Task statement -> The complete set of records should be given again verbatim.

[Stored data]

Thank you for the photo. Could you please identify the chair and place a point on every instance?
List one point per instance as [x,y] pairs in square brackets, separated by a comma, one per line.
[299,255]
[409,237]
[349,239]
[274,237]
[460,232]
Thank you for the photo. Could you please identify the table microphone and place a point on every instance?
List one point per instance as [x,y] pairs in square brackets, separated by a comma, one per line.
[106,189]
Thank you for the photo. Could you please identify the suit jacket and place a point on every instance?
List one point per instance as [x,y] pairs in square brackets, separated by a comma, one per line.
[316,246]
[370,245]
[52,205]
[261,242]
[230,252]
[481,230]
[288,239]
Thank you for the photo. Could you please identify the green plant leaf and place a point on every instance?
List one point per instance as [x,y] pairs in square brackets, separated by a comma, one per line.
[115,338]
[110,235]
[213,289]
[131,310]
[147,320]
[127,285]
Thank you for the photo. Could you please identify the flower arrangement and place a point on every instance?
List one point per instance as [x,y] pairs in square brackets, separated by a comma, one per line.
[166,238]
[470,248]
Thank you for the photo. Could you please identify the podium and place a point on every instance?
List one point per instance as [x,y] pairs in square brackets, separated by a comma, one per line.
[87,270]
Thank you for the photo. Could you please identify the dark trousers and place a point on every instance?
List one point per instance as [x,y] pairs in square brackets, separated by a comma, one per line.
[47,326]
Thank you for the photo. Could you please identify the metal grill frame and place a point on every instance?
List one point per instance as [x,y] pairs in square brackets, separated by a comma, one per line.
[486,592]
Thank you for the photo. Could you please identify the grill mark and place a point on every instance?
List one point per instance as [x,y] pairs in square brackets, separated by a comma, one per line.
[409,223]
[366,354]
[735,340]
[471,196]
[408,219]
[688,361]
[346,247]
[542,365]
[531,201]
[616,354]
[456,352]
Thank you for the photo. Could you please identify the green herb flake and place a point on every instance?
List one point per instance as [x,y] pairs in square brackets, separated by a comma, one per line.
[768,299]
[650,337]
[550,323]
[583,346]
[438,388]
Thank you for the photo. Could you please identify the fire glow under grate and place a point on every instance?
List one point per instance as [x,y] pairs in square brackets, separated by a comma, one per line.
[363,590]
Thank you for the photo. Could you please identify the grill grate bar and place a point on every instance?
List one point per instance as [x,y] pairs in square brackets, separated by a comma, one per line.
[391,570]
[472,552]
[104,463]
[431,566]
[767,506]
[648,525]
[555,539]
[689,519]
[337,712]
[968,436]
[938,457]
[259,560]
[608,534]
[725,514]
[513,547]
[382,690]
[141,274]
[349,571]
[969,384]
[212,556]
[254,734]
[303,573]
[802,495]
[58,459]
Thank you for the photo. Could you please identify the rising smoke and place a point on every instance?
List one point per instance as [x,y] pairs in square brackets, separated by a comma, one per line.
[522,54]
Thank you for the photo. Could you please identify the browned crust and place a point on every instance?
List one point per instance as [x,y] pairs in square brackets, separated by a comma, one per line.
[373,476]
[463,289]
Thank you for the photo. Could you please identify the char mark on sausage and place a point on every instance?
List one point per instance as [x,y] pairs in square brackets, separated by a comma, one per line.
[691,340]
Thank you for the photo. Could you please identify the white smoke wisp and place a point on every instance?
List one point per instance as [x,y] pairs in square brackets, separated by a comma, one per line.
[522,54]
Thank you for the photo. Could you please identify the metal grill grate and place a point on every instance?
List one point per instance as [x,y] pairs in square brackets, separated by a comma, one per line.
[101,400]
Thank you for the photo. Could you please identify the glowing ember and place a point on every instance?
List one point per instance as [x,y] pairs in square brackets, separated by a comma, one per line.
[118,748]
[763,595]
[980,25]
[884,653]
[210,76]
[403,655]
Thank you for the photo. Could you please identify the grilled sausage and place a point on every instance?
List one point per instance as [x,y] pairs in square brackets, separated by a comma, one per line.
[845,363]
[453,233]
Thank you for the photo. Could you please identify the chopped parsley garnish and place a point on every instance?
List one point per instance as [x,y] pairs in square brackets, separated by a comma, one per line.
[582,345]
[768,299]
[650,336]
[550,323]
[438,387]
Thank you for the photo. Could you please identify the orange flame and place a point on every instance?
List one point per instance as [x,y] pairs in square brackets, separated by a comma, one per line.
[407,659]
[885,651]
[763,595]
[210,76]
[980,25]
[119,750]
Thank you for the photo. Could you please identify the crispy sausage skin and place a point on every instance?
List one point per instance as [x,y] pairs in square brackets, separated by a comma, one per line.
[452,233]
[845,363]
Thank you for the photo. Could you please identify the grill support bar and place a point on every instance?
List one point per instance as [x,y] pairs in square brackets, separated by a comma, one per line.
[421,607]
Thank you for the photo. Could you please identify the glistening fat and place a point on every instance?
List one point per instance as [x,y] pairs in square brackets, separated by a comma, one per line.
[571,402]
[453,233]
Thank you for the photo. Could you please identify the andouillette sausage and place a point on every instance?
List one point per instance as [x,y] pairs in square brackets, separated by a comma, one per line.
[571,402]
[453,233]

Task output ->
Thank you for the photo. Could you please identify the chair and place a point on every instance?
List one point per instance as [x,y] pairs in square brackets, separated by a comma, one per line.
[299,255]
[409,237]
[349,239]
[274,237]
[460,232]
Thank you for the photo. Could you please identify the table microphone and place a point on every instance?
List one point per instance as [x,y] pairs in square brackets, separated by a comma, one per line.
[106,189]
Thank you for the photo. Could you please identify the suit jacket and place a point on every instance?
List one point per instance as [x,y] pairs in square brackets, separated by a comma, one per line.
[316,246]
[370,245]
[52,205]
[261,242]
[230,252]
[481,230]
[288,239]
Thank you for the photo. Could you please identify the green plant leaf and place a point on every instance?
List one point per instance as [x,y] pairs in square brackets, separated by a comma, one per line.
[115,338]
[110,235]
[213,289]
[131,310]
[147,320]
[127,285]
Thank you for the photo. Could you please identify the flower arrangement and place a point on every instance?
List one point per instance as [x,y] pairs in square brackets, separated by a comma, one per line.
[166,238]
[470,248]
Thank you for the photo. Could you please identify the podium and place a point on every instance?
List one point per instance as [x,y] pairs in square brackets, separated by a comma, one per line.
[87,270]
Thank you for the photo. Could you please identify the dark trousers and place a point on every instance?
List one point per instance as [x,y] pairs in square brackets, separated by a comma, one per line.
[47,326]
Thank you for the photo. Could you please identify the metal grill frame and place a point on every instance?
List one point per instance as [x,y] pairs in square brackets, separated by a comma, one per line.
[486,592]
Thank you for the photo. Could you please identify the grill mark and place a point on every instance?
List one point per instance as [x,y] pairs in square brackets, separated by a comma, one per line.
[409,223]
[366,354]
[735,340]
[471,196]
[408,219]
[688,361]
[346,247]
[542,365]
[531,201]
[616,354]
[456,352]
Thank you for the photo. Could you please identify the green herb flake and place a point on every instance?
List one point per instance as [x,y] pairs in square brackets, separated by a comma, one per line.
[768,299]
[650,337]
[550,323]
[583,346]
[438,388]
Thank you for the photo. Could you please identify the fire glow under grate and place a point on every instance?
List one point per instance as [x,y] pairs in square brackets, separated by a comma, one per line.
[363,590]
Thank you for the photo. Could you please identify the grill grate bar and place a point on every instance?
List one point per instance as [x,y] pairs in square brackets, separated by a comma, one per line.
[391,570]
[472,552]
[104,463]
[431,566]
[767,506]
[648,525]
[555,539]
[689,519]
[337,712]
[968,436]
[938,457]
[259,560]
[608,534]
[725,514]
[513,547]
[382,690]
[141,274]
[349,571]
[969,384]
[212,556]
[254,734]
[303,573]
[802,495]
[58,459]
Thank you for the photo. Could you please identify the rising smoke and place a point on every instance?
List one point per instance as [x,y] pairs in square brackets, separated by a comma, one per line.
[522,54]
Thank you for the photo. Could you please identify the browned crust and place a point on every instance?
List one point per instance as [x,y] pairs in square brackets, separated by a comma, one per line.
[373,476]
[463,289]
Thank you for the photo. Could you please identify the char mark on sausage and place a point on every instance?
List one point per instance as [x,y] pairs in square brackets, separated by a comma, one per line.
[691,340]
Thank you for the photo. Could you please identify the white smoke wisp and place a point on every instance?
List one point per instance as [x,y] pairs in square brackets, separated by a comma, one per line.
[522,54]
Thank you for the photo. Could you please identify the metal grill grate and place a point on every instance?
List one point per instance as [x,y] pairs in square brackets, separated by a comma, one per line.
[101,400]
Thank you for the photo. Could you please identify the glowing ember and place a point on every instance?
List one point per instance as [x,y] pairs in square brackets, separated by a comma, one per line.
[118,748]
[763,595]
[980,25]
[884,653]
[210,76]
[403,655]
Thank you for the photo. Could you please identify the grilled sausage and place a point on every instance?
List one point per instance as [x,y] pairs in square brackets, separated by a comma, one per line.
[845,363]
[453,233]
Thank you for the photo. Could you please identify the chopped parsley garnish and place a point on every instance?
List one point per instance as [x,y] pairs in square brackets, separated by a comma, one per line.
[582,345]
[768,299]
[650,336]
[550,323]
[438,387]
Thank you for the photo. Could you please identify the orange flame and place a point on every instance?
List one point per instance as [x,y] pairs in square brackets, separated by a comma, one per line.
[407,659]
[885,651]
[763,595]
[210,76]
[980,25]
[119,750]
Thank you for the photo. Could you please identify the crispy sausage skin and place a point on every instance?
List one point per instance as [x,y] pairs in square brackets, separated by a comma, one per line.
[452,233]
[845,363]
Thank you for the photo. Could you please identify the grill support bar and place a point on every instance?
List one point per instance as [x,y] pairs in square brackets, separated by a comma, one per line.
[421,607]
Thank you for the photo. Could you please identify the glistening fat and place a point on every instance?
List one point per instance as [x,y] pairs in square brackets, separated by a comma, one per line.
[571,402]
[453,233]
Thank you for the photo. Could you please identify the andouillette sausage and place a point on every instance?
List one point per instance as [x,y] pairs in square brackets, separated by a comma, one per line.
[571,402]
[453,233]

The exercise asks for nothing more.